A complete and exact copy of the data below is the task.

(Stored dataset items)
====
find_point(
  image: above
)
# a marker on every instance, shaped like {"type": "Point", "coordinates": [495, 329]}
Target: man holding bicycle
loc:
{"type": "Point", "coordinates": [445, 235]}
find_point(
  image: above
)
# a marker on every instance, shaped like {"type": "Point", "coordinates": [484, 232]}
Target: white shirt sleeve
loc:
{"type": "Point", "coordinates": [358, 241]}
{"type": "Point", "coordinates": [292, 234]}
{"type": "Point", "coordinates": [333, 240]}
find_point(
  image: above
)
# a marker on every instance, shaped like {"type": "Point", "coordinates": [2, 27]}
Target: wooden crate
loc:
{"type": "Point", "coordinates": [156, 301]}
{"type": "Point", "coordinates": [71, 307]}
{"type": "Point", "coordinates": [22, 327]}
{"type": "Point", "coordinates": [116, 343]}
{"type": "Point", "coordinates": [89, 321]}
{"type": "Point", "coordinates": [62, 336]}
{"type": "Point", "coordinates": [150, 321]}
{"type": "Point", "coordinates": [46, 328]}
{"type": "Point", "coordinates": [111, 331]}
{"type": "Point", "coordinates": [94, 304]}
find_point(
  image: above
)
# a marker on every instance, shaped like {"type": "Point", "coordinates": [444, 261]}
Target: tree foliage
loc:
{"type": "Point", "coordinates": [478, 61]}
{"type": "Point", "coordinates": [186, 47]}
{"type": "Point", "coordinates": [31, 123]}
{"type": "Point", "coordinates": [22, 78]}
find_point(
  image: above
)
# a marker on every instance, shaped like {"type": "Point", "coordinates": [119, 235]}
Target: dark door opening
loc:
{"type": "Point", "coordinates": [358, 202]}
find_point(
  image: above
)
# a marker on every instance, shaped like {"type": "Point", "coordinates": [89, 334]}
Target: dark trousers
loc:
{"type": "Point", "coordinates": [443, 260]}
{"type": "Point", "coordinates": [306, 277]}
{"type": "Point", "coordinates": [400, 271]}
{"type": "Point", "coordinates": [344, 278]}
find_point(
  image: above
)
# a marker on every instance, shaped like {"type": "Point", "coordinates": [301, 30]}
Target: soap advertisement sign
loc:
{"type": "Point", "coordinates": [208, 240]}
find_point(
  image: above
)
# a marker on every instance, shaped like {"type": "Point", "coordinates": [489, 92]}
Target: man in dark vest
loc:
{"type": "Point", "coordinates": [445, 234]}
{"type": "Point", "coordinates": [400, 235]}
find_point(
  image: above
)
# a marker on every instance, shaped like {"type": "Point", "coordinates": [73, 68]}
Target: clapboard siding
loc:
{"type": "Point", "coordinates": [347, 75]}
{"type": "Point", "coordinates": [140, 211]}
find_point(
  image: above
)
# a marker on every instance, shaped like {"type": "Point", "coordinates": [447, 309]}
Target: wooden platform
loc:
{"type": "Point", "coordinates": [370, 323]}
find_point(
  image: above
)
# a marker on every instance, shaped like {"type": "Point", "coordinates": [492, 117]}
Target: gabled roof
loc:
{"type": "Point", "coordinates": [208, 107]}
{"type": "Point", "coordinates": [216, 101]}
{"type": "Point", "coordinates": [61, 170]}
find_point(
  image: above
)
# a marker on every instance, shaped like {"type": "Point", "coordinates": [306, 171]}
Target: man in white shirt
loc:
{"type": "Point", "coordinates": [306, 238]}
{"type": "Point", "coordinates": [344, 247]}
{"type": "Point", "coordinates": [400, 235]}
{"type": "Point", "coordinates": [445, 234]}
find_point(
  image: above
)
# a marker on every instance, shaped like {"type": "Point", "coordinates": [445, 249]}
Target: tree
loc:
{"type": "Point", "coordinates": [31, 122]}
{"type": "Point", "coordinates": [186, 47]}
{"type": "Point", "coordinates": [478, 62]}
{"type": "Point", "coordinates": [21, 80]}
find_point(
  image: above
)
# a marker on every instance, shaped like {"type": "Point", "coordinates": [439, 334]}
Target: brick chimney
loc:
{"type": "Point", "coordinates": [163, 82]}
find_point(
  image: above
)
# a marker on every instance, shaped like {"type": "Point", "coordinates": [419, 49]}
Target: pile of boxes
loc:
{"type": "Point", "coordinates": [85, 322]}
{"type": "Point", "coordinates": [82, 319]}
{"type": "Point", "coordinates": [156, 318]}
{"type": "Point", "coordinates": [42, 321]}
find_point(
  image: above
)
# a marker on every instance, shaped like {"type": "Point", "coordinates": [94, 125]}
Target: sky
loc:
====
(SOLUTION TO THIS PROBLEM):
find_point(
  image: above
)
# a marker on every instance, shaped like {"type": "Point", "coordinates": [495, 329]}
Target: man holding bicycle
loc:
{"type": "Point", "coordinates": [445, 235]}
find_point(
  image: above
)
# a marker on every instance, shaped like {"type": "Point", "coordinates": [484, 232]}
Target: white shirt sleeve
loc:
{"type": "Point", "coordinates": [358, 241]}
{"type": "Point", "coordinates": [292, 234]}
{"type": "Point", "coordinates": [333, 240]}
find_point(
  image: above
)
# a marker on every instance, shaped like {"type": "Point", "coordinates": [2, 27]}
Target: wooden crate
loc:
{"type": "Point", "coordinates": [156, 301]}
{"type": "Point", "coordinates": [71, 307]}
{"type": "Point", "coordinates": [22, 327]}
{"type": "Point", "coordinates": [116, 343]}
{"type": "Point", "coordinates": [89, 321]}
{"type": "Point", "coordinates": [62, 336]}
{"type": "Point", "coordinates": [150, 321]}
{"type": "Point", "coordinates": [46, 328]}
{"type": "Point", "coordinates": [111, 331]}
{"type": "Point", "coordinates": [94, 304]}
find_point(
  image: above
)
# a marker on every instance, shaped like {"type": "Point", "coordinates": [444, 261]}
Target: tree foliage
loc:
{"type": "Point", "coordinates": [478, 61]}
{"type": "Point", "coordinates": [186, 47]}
{"type": "Point", "coordinates": [31, 123]}
{"type": "Point", "coordinates": [22, 78]}
find_point(
  image: above
)
# a marker on every instance, shaped like {"type": "Point", "coordinates": [119, 235]}
Target: dark door opening
loc:
{"type": "Point", "coordinates": [358, 202]}
find_point(
  image: above
)
# a marker on every instance, shaped like {"type": "Point", "coordinates": [89, 334]}
Target: dark trousers
loc:
{"type": "Point", "coordinates": [443, 260]}
{"type": "Point", "coordinates": [306, 277]}
{"type": "Point", "coordinates": [400, 271]}
{"type": "Point", "coordinates": [344, 278]}
find_point(
  image: above
)
# a marker on every instance, shaped like {"type": "Point", "coordinates": [301, 30]}
Target: soap advertisement sign
loc:
{"type": "Point", "coordinates": [208, 240]}
find_point(
  image: above
)
# a marker on every instance, shaped like {"type": "Point", "coordinates": [489, 92]}
Target: man in dark vest
loc:
{"type": "Point", "coordinates": [445, 234]}
{"type": "Point", "coordinates": [400, 235]}
find_point(
  image: above
)
# a marker on every instance, shaped like {"type": "Point", "coordinates": [73, 68]}
Target: clapboard siding
loc:
{"type": "Point", "coordinates": [347, 75]}
{"type": "Point", "coordinates": [140, 211]}
find_point(
  image: above
)
# a marker on every instance, shaped like {"type": "Point", "coordinates": [447, 309]}
Target: wooden platform
loc:
{"type": "Point", "coordinates": [370, 323]}
find_point(
  image: above
)
# a marker on every instance, shaped like {"type": "Point", "coordinates": [492, 117]}
Target: gabled roof
loc:
{"type": "Point", "coordinates": [208, 107]}
{"type": "Point", "coordinates": [216, 101]}
{"type": "Point", "coordinates": [61, 170]}
find_point(
  image: above
)
# a marker on every instance, shaped like {"type": "Point", "coordinates": [306, 171]}
Target: man in white shirt
loc:
{"type": "Point", "coordinates": [306, 238]}
{"type": "Point", "coordinates": [344, 247]}
{"type": "Point", "coordinates": [400, 235]}
{"type": "Point", "coordinates": [445, 234]}
find_point(
  image: above
)
# a marker on every instance, shaped like {"type": "Point", "coordinates": [445, 249]}
Target: tree
loc:
{"type": "Point", "coordinates": [31, 122]}
{"type": "Point", "coordinates": [186, 47]}
{"type": "Point", "coordinates": [478, 62]}
{"type": "Point", "coordinates": [21, 80]}
find_point(
  image: above
)
# a marker on every instance, shaped like {"type": "Point", "coordinates": [439, 334]}
Target: brick chimney
loc:
{"type": "Point", "coordinates": [163, 82]}
find_point(
  image: above
)
# a marker on every instance, shaped like {"type": "Point", "coordinates": [419, 49]}
Target: pile of boxes
loc:
{"type": "Point", "coordinates": [85, 322]}
{"type": "Point", "coordinates": [82, 319]}
{"type": "Point", "coordinates": [156, 318]}
{"type": "Point", "coordinates": [42, 321]}
find_point(
  image: above
)
# a marker on every instance, shaped like {"type": "Point", "coordinates": [94, 125]}
Target: sky
loc:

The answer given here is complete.